[Opening SUPPLIED RECORDS section]
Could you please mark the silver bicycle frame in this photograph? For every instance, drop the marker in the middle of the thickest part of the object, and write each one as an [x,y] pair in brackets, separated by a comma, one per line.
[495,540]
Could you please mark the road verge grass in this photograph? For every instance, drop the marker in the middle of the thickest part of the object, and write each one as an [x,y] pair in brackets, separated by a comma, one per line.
[Closing SUPPLIED RECORDS section]
[Opening SUPPLIED RECORDS section]
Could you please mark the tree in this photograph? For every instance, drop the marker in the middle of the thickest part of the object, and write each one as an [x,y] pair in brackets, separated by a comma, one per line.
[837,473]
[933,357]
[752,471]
[Closing SUPPLIED RECORDS section]
[Opening SUPPLIED RECORDS section]
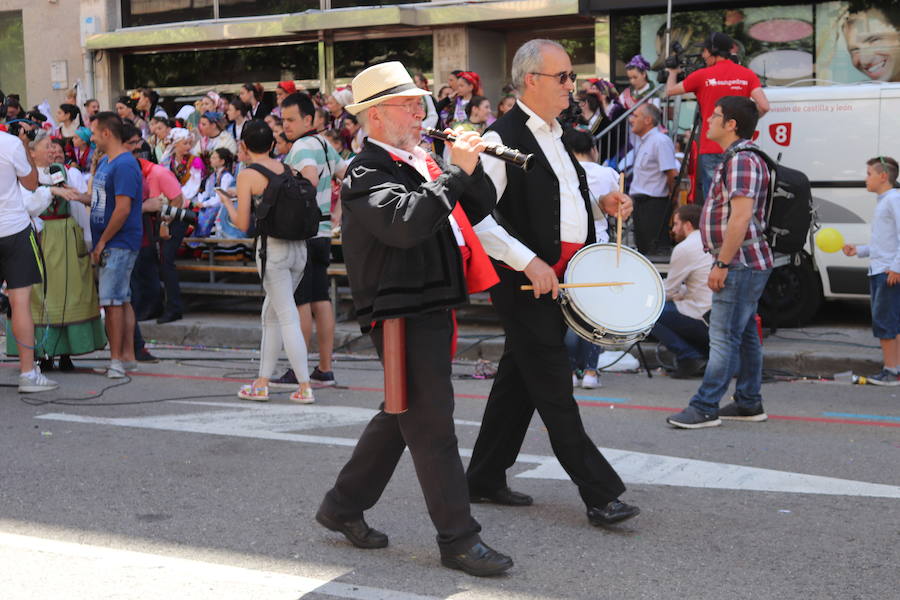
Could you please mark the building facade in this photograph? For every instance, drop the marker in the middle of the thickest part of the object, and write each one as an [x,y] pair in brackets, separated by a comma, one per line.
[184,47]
[Closing SUPPLIED RECORDS section]
--- TASK ITEM ---
Would you quote everything above from the line containing "Could you please mark the silver" down to the line containing "Could you please mark the road"? Include both of those lines and nothing else.

--- ANSWER BOX ---
Could you please mark the silver bicycle frame in this photograph? For every instance, drop the marker in the middle of the thickest part of the object, and write each one as an [x,y] pair in brackets, separated by a comma, one per line.
[495,540]
Could you please mark the road verge grass in this photograph? For every instance, drop the marker in the middle of the thickest part of the object, and write each one as an [x,y] pair in brackets, separated by a comma, one per line.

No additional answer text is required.